**TASK**
Beginning at the line containing "the silver sedan", output every line to the end of the data below exactly as it appears.

**SUPPLIED DATA**
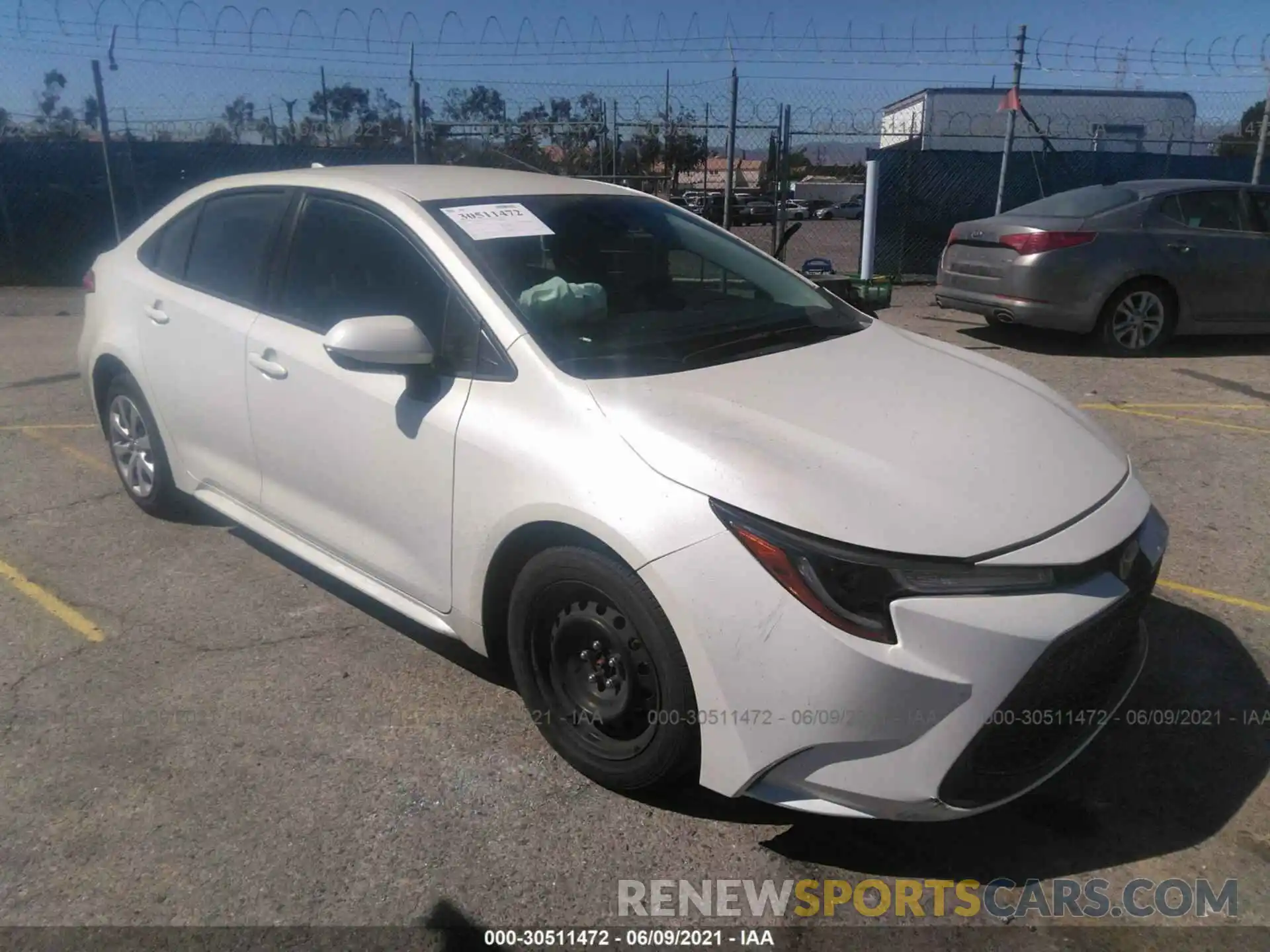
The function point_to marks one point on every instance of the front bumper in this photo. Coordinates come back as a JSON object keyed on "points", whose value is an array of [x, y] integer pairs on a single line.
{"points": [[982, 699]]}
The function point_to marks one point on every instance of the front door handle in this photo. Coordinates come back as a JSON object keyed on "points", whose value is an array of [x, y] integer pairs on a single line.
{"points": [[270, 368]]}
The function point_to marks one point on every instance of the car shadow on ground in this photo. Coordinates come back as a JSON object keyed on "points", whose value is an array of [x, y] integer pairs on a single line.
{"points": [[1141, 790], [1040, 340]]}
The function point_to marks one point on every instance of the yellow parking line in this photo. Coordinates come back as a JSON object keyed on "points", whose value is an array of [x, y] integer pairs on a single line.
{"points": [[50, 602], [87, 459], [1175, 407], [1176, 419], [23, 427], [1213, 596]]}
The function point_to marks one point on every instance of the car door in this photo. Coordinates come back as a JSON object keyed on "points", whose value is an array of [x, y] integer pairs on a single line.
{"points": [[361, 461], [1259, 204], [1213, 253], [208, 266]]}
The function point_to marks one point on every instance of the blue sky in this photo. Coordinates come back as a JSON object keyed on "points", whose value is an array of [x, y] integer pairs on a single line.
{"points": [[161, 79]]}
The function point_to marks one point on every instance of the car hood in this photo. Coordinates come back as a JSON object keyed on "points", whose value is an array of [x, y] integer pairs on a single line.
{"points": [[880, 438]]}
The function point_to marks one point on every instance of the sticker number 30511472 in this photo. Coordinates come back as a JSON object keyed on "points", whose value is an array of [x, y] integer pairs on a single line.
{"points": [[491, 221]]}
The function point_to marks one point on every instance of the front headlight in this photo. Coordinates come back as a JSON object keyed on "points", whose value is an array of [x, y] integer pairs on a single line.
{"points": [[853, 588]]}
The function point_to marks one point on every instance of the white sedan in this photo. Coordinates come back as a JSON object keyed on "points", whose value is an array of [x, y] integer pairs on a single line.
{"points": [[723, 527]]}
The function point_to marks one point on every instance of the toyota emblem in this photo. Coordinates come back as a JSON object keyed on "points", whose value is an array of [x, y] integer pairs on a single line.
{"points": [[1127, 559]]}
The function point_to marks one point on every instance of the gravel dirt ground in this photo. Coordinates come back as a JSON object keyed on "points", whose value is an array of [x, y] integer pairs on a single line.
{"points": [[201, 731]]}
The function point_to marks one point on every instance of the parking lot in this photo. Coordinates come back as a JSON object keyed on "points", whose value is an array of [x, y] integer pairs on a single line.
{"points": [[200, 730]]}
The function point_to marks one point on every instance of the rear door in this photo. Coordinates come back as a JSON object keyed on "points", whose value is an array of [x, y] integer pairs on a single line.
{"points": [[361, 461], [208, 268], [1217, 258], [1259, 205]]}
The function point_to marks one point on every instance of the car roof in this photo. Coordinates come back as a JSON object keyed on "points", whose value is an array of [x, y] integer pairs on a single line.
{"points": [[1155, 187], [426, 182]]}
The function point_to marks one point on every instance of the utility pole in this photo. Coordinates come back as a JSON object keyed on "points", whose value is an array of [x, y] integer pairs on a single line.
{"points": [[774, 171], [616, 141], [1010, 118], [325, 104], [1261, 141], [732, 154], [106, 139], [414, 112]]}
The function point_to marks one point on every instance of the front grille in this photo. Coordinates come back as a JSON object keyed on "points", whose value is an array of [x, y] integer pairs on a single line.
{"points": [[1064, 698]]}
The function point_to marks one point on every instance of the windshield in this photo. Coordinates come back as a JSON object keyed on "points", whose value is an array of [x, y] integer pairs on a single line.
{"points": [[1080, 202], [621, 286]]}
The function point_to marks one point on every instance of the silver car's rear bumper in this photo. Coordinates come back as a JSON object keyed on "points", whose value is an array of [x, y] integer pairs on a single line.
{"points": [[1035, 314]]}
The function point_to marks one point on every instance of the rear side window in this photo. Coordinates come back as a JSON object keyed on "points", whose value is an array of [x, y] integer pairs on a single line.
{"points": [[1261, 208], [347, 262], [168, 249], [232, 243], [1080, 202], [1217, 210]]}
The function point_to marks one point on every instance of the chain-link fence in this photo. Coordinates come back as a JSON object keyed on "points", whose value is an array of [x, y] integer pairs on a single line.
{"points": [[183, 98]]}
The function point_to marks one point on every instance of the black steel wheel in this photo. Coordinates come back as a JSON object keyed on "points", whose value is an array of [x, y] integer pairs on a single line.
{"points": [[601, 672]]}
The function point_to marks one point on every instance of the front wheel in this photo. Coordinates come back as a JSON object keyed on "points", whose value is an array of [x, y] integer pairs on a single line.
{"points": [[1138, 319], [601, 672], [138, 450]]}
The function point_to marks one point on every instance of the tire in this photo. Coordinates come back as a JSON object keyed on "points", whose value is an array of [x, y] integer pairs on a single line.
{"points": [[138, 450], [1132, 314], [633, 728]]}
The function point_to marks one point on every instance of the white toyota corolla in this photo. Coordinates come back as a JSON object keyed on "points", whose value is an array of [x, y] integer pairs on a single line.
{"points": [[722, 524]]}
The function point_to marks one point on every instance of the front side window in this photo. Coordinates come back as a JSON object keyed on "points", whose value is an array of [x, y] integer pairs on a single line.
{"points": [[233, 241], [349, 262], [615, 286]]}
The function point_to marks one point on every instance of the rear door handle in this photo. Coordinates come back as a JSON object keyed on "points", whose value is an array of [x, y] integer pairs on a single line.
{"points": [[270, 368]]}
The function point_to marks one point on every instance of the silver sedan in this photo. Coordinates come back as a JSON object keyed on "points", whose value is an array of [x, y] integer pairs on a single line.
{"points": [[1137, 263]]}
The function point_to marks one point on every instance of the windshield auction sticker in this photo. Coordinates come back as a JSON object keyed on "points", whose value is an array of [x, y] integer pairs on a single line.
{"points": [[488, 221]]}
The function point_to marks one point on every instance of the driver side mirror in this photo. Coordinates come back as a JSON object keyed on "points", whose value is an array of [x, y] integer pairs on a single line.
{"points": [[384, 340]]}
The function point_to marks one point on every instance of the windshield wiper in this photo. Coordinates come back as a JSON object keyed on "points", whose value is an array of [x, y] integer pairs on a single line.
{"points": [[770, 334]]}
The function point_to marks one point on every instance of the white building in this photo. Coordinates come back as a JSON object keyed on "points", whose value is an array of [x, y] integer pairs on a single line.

**ANSWER TO THE TASK**
The function point_to marks one point on every instance of the silver sedan in this photo. Coordinates come back as a JSON object keyed on "points", whose value is an array of [x, y] integer pairs on a single line.
{"points": [[1137, 263]]}
The function point_to marks one point on every instance of the windshield auction sticker in this photo. Coordinates come back as a JSON object keyed on "points", whose value is an array of [x, y] integer pairs on a single line.
{"points": [[488, 221]]}
The function point_to marks one point on every instance of the driver side mirror in this photo. Coordinates come back as a JSON object keyed on "points", whose value is an array of [x, y] integer pairs on a single line.
{"points": [[384, 340]]}
The function point_to marks one point on every instance of the windshield wiper in this photo. Coordinates come back as a JSON object keyed on "points", whose value is an array of [x, y] integer pairs on a single line.
{"points": [[770, 334]]}
The function point_to marks one point on every instance of the white building in this photo. Coordinates come back as a JSON object keyed on "points", whose value is an array of [x, y] integer pairs on a single line.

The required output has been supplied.